▼
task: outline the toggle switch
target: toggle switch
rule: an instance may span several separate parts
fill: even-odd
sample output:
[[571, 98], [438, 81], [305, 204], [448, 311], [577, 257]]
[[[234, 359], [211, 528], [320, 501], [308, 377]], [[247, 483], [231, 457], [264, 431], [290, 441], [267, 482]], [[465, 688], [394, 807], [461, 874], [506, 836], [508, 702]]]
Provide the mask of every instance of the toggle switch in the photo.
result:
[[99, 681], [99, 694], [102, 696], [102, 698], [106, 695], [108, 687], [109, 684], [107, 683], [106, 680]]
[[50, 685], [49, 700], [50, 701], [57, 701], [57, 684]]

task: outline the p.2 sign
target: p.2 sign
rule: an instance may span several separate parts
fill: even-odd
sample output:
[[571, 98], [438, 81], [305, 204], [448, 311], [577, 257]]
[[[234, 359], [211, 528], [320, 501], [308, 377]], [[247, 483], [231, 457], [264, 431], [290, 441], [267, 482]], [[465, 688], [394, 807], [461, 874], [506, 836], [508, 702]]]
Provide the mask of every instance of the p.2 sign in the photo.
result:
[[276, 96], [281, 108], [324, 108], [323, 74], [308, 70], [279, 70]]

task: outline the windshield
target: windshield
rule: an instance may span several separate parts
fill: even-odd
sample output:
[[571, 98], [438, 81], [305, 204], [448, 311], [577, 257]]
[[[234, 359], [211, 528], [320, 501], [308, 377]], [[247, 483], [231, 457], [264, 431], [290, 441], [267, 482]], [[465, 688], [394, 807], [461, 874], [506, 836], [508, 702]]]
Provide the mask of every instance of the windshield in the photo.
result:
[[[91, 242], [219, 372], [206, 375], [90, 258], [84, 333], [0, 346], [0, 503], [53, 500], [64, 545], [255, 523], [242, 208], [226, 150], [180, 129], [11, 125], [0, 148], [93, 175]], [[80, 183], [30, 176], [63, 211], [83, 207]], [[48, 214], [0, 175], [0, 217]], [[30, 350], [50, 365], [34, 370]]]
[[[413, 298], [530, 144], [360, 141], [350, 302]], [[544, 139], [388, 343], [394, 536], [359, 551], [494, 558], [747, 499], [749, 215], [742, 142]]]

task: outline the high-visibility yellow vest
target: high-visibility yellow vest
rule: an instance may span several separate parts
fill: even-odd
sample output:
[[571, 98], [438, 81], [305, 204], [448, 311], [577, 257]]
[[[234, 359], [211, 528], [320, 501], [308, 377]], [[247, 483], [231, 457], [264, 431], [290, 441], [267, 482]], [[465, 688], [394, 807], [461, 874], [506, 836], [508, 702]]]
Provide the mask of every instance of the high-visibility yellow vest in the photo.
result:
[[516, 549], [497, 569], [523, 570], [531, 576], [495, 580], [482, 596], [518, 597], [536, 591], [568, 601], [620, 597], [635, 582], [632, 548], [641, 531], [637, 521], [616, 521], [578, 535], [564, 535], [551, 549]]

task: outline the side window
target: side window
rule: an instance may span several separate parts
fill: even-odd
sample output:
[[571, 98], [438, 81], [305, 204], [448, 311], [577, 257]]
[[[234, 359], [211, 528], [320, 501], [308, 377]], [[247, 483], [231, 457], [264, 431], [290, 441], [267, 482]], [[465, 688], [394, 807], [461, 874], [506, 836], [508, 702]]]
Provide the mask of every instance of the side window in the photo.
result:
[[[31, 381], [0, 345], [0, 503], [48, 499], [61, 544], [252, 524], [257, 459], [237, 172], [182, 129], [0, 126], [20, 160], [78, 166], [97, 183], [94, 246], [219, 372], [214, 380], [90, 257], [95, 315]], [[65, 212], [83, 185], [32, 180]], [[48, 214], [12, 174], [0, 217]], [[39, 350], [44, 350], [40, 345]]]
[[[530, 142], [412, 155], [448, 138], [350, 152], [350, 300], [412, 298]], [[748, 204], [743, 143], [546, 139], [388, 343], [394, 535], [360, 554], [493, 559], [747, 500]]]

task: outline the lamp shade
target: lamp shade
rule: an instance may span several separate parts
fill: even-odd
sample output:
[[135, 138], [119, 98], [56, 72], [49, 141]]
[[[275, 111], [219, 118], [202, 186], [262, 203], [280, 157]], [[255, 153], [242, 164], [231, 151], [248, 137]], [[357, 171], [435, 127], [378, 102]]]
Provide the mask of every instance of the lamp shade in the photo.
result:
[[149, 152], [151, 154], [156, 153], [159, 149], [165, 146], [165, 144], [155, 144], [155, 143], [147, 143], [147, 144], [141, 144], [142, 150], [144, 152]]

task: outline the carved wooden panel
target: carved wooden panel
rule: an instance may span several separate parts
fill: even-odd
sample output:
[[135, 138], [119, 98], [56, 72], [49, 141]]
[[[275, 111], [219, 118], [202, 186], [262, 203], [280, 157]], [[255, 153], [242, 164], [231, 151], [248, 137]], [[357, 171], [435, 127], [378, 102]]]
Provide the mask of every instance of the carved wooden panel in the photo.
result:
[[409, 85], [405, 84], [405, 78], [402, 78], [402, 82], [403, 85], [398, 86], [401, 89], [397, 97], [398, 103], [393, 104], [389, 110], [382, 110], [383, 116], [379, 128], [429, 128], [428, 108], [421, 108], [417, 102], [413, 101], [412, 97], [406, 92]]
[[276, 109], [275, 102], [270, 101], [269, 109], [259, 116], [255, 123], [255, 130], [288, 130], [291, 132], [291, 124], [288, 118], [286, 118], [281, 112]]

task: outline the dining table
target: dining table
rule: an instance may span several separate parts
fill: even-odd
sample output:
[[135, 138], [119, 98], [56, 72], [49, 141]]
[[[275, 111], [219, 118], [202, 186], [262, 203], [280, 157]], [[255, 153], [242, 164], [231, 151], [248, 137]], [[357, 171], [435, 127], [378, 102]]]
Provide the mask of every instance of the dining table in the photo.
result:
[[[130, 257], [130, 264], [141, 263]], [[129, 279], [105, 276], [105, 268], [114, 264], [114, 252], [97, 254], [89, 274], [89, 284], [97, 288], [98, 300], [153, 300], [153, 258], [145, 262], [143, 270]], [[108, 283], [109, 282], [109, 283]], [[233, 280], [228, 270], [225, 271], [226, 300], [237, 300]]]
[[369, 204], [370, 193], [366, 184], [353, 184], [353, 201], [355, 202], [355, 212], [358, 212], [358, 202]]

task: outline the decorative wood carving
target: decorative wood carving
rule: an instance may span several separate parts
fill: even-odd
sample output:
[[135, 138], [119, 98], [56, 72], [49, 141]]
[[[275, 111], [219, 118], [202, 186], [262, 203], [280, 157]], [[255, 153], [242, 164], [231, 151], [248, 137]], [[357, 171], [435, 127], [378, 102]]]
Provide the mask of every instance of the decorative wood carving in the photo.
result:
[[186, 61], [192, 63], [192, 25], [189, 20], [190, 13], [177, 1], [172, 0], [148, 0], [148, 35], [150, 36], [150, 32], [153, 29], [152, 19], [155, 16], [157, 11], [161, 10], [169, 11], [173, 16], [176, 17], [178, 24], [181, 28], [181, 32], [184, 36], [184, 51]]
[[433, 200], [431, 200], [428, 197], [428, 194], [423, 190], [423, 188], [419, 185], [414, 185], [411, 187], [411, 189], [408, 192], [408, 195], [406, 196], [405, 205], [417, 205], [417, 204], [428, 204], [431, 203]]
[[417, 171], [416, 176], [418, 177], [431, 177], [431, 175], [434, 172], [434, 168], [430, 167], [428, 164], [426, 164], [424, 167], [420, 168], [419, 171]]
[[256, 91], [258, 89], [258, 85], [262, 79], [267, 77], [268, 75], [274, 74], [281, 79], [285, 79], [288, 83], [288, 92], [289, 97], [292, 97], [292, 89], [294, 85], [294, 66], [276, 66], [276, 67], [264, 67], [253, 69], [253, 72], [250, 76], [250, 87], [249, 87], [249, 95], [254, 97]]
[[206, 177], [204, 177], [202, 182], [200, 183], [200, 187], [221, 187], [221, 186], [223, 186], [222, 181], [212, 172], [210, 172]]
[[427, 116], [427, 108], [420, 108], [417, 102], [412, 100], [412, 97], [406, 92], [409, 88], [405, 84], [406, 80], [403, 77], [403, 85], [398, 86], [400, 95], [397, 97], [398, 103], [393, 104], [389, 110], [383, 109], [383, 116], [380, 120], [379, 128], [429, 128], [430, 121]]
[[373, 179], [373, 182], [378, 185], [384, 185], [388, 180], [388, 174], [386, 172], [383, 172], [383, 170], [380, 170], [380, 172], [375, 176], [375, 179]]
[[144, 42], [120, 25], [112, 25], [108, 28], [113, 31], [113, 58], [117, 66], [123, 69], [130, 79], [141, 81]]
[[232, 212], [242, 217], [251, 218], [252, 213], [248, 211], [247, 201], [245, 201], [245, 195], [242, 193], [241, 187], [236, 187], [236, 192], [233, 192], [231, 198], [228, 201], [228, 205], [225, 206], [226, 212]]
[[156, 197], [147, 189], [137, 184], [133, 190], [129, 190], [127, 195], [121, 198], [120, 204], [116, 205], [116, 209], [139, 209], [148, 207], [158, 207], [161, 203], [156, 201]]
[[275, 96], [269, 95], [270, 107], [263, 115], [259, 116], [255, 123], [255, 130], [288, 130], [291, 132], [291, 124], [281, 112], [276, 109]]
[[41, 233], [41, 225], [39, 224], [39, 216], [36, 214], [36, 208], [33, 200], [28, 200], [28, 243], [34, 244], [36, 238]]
▲
= WORK TO BE COMPLETED =
All that is wanted is the run of lines from the start of the data through the line containing "Provide the mask of every instance of the windshield", copied word for word.

= YOUR SOLUTION =
task: outline the toggle switch
target: toggle switch
rule: an instance may span several separate parts
fill: even-odd
sample output:
[[571, 98], [438, 81], [305, 204], [448, 311], [577, 257]]
[[[234, 359], [211, 528], [320, 501], [308, 377]], [[247, 483], [231, 457], [264, 431], [290, 441], [267, 482]], [[465, 688], [394, 807], [461, 874], [506, 836], [508, 702]]]
Provide the mask of every instance of the toggle switch in the photo.
result:
[[99, 681], [99, 694], [102, 696], [102, 698], [106, 695], [108, 687], [109, 684], [107, 683], [106, 680]]
[[50, 685], [49, 700], [50, 701], [57, 701], [57, 684]]

task: outline the p.2 sign
target: p.2 sign
rule: an instance may span several separate parts
fill: even-odd
sample output:
[[571, 98], [438, 81], [305, 204], [448, 311], [577, 257]]
[[[234, 359], [211, 528], [320, 501], [308, 377]], [[247, 483], [231, 457], [264, 431], [290, 441], [267, 482]], [[465, 688], [394, 807], [461, 874], [506, 836], [508, 702]]]
Provide the mask of every instance of the p.2 sign in the photo.
result:
[[276, 96], [281, 108], [324, 108], [323, 74], [308, 70], [279, 70]]

task: outline the windshield
target: windshield
rule: an instance may span several separate parts
fill: even-odd
sample output:
[[571, 98], [438, 81], [305, 204], [448, 311], [577, 257]]
[[[234, 359], [211, 528], [320, 501], [308, 377]], [[247, 483], [231, 457], [264, 431], [290, 441], [267, 482]], [[465, 688], [394, 807], [461, 874], [506, 836], [508, 702]]]
Provide the mask of every instance of the windshield in the photo.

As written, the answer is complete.